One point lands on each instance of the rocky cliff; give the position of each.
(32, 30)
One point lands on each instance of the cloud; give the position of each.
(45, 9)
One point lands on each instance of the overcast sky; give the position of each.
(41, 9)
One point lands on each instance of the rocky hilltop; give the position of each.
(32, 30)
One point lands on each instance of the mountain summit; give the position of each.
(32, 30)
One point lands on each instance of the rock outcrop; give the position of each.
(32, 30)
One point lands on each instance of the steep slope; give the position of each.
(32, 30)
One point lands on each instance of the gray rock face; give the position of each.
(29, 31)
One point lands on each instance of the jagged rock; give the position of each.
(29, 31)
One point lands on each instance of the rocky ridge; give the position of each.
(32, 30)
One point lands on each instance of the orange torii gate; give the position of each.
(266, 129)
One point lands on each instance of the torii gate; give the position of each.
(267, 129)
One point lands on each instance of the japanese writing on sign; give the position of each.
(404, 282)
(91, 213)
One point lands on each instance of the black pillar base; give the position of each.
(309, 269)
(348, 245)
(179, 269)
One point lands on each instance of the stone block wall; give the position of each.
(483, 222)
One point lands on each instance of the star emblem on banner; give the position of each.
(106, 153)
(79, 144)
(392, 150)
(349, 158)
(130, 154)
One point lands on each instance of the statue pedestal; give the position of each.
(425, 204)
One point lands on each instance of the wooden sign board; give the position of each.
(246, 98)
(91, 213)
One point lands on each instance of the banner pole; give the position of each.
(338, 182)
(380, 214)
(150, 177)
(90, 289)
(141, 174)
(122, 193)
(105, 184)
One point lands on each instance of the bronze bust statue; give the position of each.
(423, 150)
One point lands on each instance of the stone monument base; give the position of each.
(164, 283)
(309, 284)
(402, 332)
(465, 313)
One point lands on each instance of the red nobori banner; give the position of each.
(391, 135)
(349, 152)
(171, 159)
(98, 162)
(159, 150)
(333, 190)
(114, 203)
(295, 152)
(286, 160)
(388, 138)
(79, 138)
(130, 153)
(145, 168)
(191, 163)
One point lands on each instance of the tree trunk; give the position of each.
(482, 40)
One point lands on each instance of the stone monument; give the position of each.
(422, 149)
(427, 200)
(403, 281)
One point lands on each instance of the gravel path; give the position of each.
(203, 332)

▬▬▬▬▬▬▬▬▬▬

Can you repeat all of the items above, swapping "give the position of each" for "give the location of each" wherever it occurs and leaving everything else unchanged?

One point lands on each instance of the rocky cliff; give the location of each.
(32, 30)
One point lands on each instance of the cloud; give the location of each.
(45, 9)
One point lands on each instance of the overcast sky; give the location of each.
(41, 9)
One point lands on each instance of the rocky hilltop; give the location of each.
(32, 30)
One point lands on each instance of the mountain summit; give the location of each.
(32, 30)
One point lands on each instance of the rock outcrop; give the location of each.
(32, 30)
One point lands on each instance of the steep slope; give the location of each.
(32, 30)
One point lands on each instance of the gray rock face; give the location of each.
(29, 31)
One point lands on each instance of the jagged rock; give the location of each.
(29, 31)
One point lands on each instance of the rocky ridge; give the location of each.
(32, 30)
One point lands on each instance of the orange torii gate; give the location of each.
(266, 129)
One point lands on each instance of the torii gate; give the location of each.
(267, 129)
One point lands on each instance of the japanese writing on sign; give the location of each.
(404, 282)
(91, 213)
One point lands on each instance of the black pillar base; give the location of each.
(309, 269)
(348, 245)
(179, 269)
One point lands on each instance of the stone block wall; give the location of each.
(483, 222)
One point lands on each instance of the star emblem on banner; give the location of each.
(106, 153)
(79, 144)
(392, 150)
(349, 158)
(130, 154)
One point lands on each instance of the statue pedestal; give the location of each.
(425, 204)
One point lands on each instance of the wooden sign board; give the location of each.
(246, 98)
(91, 213)
One point lands on each instance of the banner pole; give the location of each.
(338, 182)
(380, 214)
(150, 177)
(90, 289)
(141, 174)
(122, 193)
(105, 184)
One point lands on each instance of the bronze bust statue; give the location of each.
(423, 150)
One point lands on each instance of the stone monument base; give the location of each.
(164, 283)
(309, 284)
(402, 332)
(465, 313)
One point lands on each instance of the red nobori banner; give the location of each.
(391, 135)
(349, 152)
(171, 159)
(98, 162)
(159, 150)
(333, 190)
(114, 203)
(295, 152)
(286, 160)
(388, 138)
(79, 138)
(130, 153)
(145, 168)
(191, 163)
One point lands on each instance of the tree trunk; give the location of each.
(482, 40)
One point lands on each instance of the stone monument; give the location of each.
(422, 149)
(427, 200)
(403, 281)
One point lands on each instance of the gravel path; give the location of each.
(203, 332)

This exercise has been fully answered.